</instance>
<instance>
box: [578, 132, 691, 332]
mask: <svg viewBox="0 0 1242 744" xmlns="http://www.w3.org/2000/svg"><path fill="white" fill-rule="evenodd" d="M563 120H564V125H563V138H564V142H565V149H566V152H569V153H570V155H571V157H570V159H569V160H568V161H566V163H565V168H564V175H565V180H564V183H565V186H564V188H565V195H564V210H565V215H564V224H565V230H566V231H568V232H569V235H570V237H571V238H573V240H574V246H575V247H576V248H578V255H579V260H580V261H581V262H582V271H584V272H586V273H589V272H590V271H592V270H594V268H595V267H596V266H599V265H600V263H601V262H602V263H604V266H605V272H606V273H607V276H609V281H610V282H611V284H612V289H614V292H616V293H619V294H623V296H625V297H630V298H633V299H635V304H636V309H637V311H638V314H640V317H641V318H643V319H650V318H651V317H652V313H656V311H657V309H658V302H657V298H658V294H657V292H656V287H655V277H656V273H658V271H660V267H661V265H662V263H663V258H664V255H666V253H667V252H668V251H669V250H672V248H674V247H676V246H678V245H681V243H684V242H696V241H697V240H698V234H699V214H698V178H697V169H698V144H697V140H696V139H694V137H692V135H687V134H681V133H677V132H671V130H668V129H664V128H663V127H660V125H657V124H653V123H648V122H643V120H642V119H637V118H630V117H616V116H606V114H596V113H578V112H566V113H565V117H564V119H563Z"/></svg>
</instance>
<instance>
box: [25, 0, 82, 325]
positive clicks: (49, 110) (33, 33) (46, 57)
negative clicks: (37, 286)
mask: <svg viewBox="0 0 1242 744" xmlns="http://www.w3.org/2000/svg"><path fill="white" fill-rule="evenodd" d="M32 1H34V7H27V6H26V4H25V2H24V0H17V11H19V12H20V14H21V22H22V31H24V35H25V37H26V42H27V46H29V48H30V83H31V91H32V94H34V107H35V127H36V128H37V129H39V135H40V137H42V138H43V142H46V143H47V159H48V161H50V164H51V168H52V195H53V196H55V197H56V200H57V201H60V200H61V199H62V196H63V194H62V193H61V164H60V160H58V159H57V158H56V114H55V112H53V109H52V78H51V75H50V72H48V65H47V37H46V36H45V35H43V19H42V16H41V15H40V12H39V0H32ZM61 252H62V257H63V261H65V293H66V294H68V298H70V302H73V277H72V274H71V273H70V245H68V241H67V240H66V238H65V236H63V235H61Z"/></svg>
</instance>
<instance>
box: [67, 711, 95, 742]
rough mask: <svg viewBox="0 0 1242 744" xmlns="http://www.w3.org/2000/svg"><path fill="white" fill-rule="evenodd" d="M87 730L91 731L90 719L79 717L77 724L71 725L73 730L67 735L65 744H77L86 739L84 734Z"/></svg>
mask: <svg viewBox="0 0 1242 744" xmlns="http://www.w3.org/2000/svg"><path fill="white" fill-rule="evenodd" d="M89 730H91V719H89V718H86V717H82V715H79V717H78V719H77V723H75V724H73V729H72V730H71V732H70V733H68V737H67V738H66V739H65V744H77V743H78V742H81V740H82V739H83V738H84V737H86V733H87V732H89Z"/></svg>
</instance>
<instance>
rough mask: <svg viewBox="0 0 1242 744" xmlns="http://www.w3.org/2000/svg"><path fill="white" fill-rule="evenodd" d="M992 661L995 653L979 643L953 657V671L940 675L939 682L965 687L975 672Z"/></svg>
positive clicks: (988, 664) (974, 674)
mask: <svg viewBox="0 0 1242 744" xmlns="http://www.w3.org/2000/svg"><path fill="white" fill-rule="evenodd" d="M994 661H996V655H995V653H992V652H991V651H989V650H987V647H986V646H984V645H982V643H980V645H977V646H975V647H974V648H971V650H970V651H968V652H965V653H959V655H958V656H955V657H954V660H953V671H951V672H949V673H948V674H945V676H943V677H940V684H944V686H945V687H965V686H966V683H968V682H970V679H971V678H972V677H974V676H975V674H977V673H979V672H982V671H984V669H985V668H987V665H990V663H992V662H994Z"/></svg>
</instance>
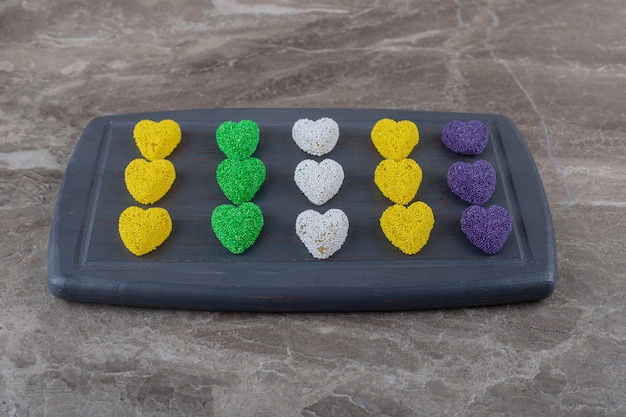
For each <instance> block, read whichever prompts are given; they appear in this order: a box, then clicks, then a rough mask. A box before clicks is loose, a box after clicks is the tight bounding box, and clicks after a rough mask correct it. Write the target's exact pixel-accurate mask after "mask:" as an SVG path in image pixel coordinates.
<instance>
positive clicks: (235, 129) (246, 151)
mask: <svg viewBox="0 0 626 417" xmlns="http://www.w3.org/2000/svg"><path fill="white" fill-rule="evenodd" d="M259 136H260V134H259V126H257V124H256V123H255V122H253V121H252V120H242V121H240V122H239V123H235V122H232V121H228V122H224V123H222V124H221V125H219V127H218V128H217V130H216V131H215V137H216V139H217V146H219V148H220V150H221V151H222V152H223V153H224V155H226V156H227V157H228V158H235V159H244V158H249V157H250V156H252V154H253V153H254V151H256V148H257V146H258V145H259Z"/></svg>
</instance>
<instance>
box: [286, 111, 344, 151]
mask: <svg viewBox="0 0 626 417" xmlns="http://www.w3.org/2000/svg"><path fill="white" fill-rule="evenodd" d="M291 136H292V137H293V140H294V142H296V144H297V145H298V147H300V149H302V150H303V151H304V152H306V153H308V154H311V155H315V156H322V155H326V154H327V153H328V152H330V151H332V150H333V148H334V147H335V145H336V144H337V141H338V140H339V125H338V124H337V122H335V121H334V120H333V119H330V118H328V117H323V118H321V119H318V120H309V119H300V120H297V121H296V122H295V123H294V124H293V127H292V128H291Z"/></svg>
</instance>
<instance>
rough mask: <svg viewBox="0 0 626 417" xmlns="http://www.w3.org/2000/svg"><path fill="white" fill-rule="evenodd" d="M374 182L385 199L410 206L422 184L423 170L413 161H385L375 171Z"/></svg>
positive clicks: (409, 158) (392, 159)
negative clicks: (383, 195)
mask: <svg viewBox="0 0 626 417" xmlns="http://www.w3.org/2000/svg"><path fill="white" fill-rule="evenodd" d="M374 182H375V183H376V185H377V186H378V189H379V190H380V191H381V192H382V193H383V195H384V196H385V197H387V198H388V199H390V200H391V201H393V202H394V203H396V204H402V205H405V204H408V203H409V202H410V201H411V200H413V198H414V197H415V195H416V194H417V191H418V190H419V187H420V185H421V183H422V168H420V166H419V164H418V163H417V162H415V161H414V160H413V159H410V158H405V159H402V160H400V161H394V160H393V159H383V160H382V161H381V162H380V163H379V164H378V166H377V167H376V170H375V171H374Z"/></svg>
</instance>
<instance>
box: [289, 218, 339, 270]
mask: <svg viewBox="0 0 626 417" xmlns="http://www.w3.org/2000/svg"><path fill="white" fill-rule="evenodd" d="M348 226H349V223H348V216H346V214H345V213H344V212H343V211H341V210H339V209H330V210H328V211H327V212H326V213H324V214H323V215H322V214H320V213H318V212H317V211H315V210H305V211H303V212H302V213H300V214H299V215H298V217H297V218H296V234H297V235H298V237H299V238H300V240H301V241H302V243H304V246H306V248H307V249H308V251H309V252H310V253H311V255H313V257H314V258H317V259H326V258H328V257H330V256H332V255H333V254H334V253H335V252H337V251H338V250H339V249H340V248H341V246H342V245H343V242H345V241H346V237H347V236H348Z"/></svg>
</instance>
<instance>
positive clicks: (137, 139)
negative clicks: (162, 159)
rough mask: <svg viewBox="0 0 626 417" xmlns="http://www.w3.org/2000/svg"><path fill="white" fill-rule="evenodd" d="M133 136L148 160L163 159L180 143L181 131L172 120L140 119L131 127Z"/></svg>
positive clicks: (143, 155)
mask: <svg viewBox="0 0 626 417" xmlns="http://www.w3.org/2000/svg"><path fill="white" fill-rule="evenodd" d="M133 137H134V138H135V143H136V144H137V147H138V148H139V152H141V154H142V155H143V157H144V158H146V159H147V160H149V161H154V160H155V159H163V158H165V157H167V156H168V155H169V154H171V153H172V152H173V151H174V149H175V148H176V146H178V144H179V143H180V139H181V137H182V132H181V131H180V126H179V125H178V123H176V122H175V121H173V120H169V119H166V120H161V121H160V122H158V123H157V122H153V121H152V120H141V121H140V122H138V123H137V124H136V125H135V128H134V129H133Z"/></svg>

::::

## Task item
Report every line of the material above that contains the string "negative", copying each such line in full.

## Finished exercise
negative clicks: (37, 286)
negative clicks: (383, 195)
negative clicks: (162, 159)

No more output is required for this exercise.